▶ _Given task_: Quote every sentence in the forum thread below that ends with a question mark, in the order they appear.

* start Article *

Don, any chance you've got beam pics using the acrylic hemispheres you were talking about earlier? Another thing to consider is the transmission losses thru the acrylic itself. Even the standard PMMA NX-05 optics that come with the LS/O doesn't have that great a performance. How would a large mass of acrylic like that fare efficiency wise?


----------



## bucken (Jun 21, 2002)

FWIW... I have learned that a small fresnel lense works nearly as well as the much larger globe-shaped map magnifier! The fresnel lense is thinner than a credit card and about the same size (in fact, I carry it in my wallet where I almost forgot about it).

On the downside, however, I have to hold it about 8 inches away in front of the Arc LE to get the most powerful beam. Hmmm... That's also about the same distance that I have to hold it away from a page of small print in order to read it the best. I think I remember seeing some fresnel lenses somewhere that just lays flat on a map and everything looks bigger without having to hold it away from the page. Wonder if something like that might be better?



Does anyone have a different fresnel lense they could try?

-bucken-


----------



## Saaby (Jun 21, 2002)

* end Article *
* start Record list *

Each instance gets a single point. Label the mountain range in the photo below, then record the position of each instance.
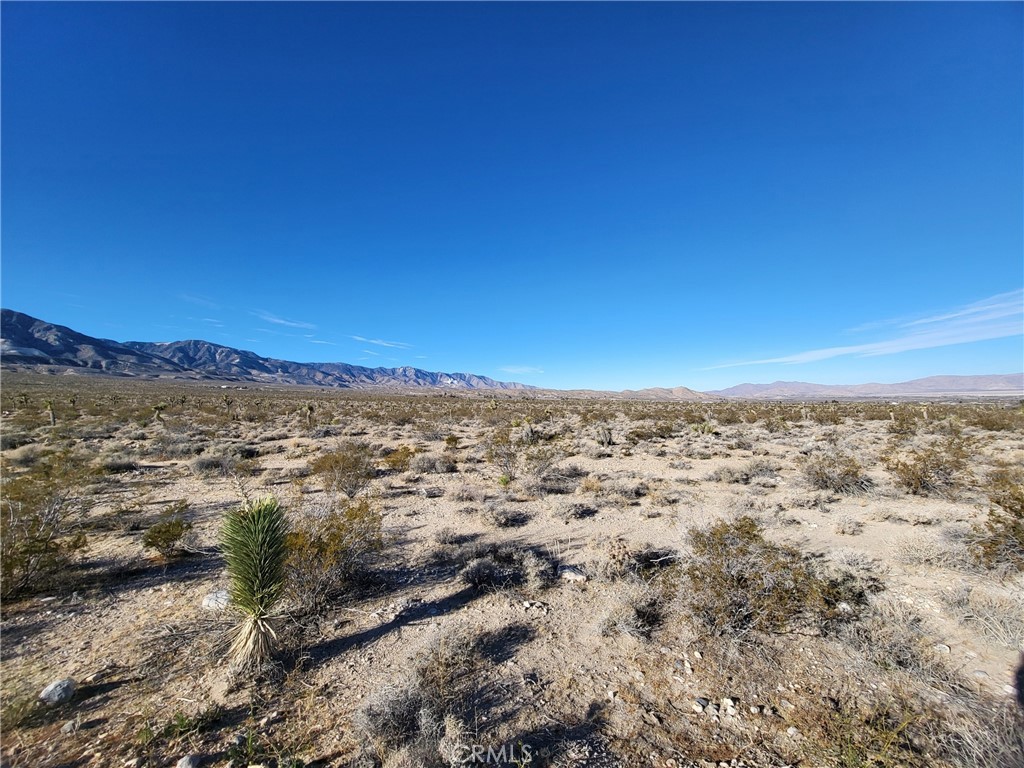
(34, 344)
(31, 344)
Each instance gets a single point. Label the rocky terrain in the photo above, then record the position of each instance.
(511, 581)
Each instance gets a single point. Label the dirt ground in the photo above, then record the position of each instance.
(539, 592)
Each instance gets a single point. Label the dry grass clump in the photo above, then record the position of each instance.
(498, 515)
(347, 469)
(169, 536)
(503, 567)
(41, 520)
(420, 721)
(617, 559)
(837, 471)
(330, 545)
(759, 468)
(635, 609)
(945, 550)
(998, 542)
(997, 613)
(939, 468)
(847, 525)
(892, 636)
(740, 583)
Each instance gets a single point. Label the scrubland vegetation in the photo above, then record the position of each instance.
(300, 577)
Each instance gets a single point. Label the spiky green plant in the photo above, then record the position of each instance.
(254, 543)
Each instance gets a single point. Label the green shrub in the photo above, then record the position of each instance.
(998, 542)
(741, 583)
(346, 470)
(166, 536)
(40, 520)
(836, 470)
(254, 542)
(939, 468)
(327, 550)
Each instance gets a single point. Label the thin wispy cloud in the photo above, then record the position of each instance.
(199, 300)
(382, 342)
(264, 315)
(997, 316)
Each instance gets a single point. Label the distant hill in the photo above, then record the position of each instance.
(933, 386)
(29, 343)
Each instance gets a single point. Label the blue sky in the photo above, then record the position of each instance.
(607, 196)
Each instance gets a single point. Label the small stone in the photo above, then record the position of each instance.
(216, 600)
(57, 692)
(570, 573)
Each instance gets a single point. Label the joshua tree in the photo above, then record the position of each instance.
(254, 542)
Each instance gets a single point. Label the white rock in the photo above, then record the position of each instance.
(216, 600)
(58, 691)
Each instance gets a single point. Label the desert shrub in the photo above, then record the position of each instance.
(836, 470)
(118, 466)
(742, 584)
(847, 525)
(751, 471)
(254, 540)
(429, 463)
(329, 546)
(902, 423)
(636, 609)
(398, 460)
(500, 567)
(617, 559)
(500, 516)
(505, 452)
(347, 469)
(940, 467)
(826, 415)
(419, 721)
(167, 536)
(998, 541)
(996, 613)
(25, 456)
(11, 440)
(892, 636)
(40, 525)
(218, 465)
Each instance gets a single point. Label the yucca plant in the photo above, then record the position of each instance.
(254, 543)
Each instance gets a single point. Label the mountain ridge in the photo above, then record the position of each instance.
(30, 342)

* end Record list *

▶ _Result of the exercise_:
1. "Don, any chance you've got beam pics using the acrylic hemispheres you were talking about earlier?"
2. "How would a large mass of acrylic like that fare efficiency wise?"
3. "Wonder if something like that might be better?"
4. "Does anyone have a different fresnel lense they could try?"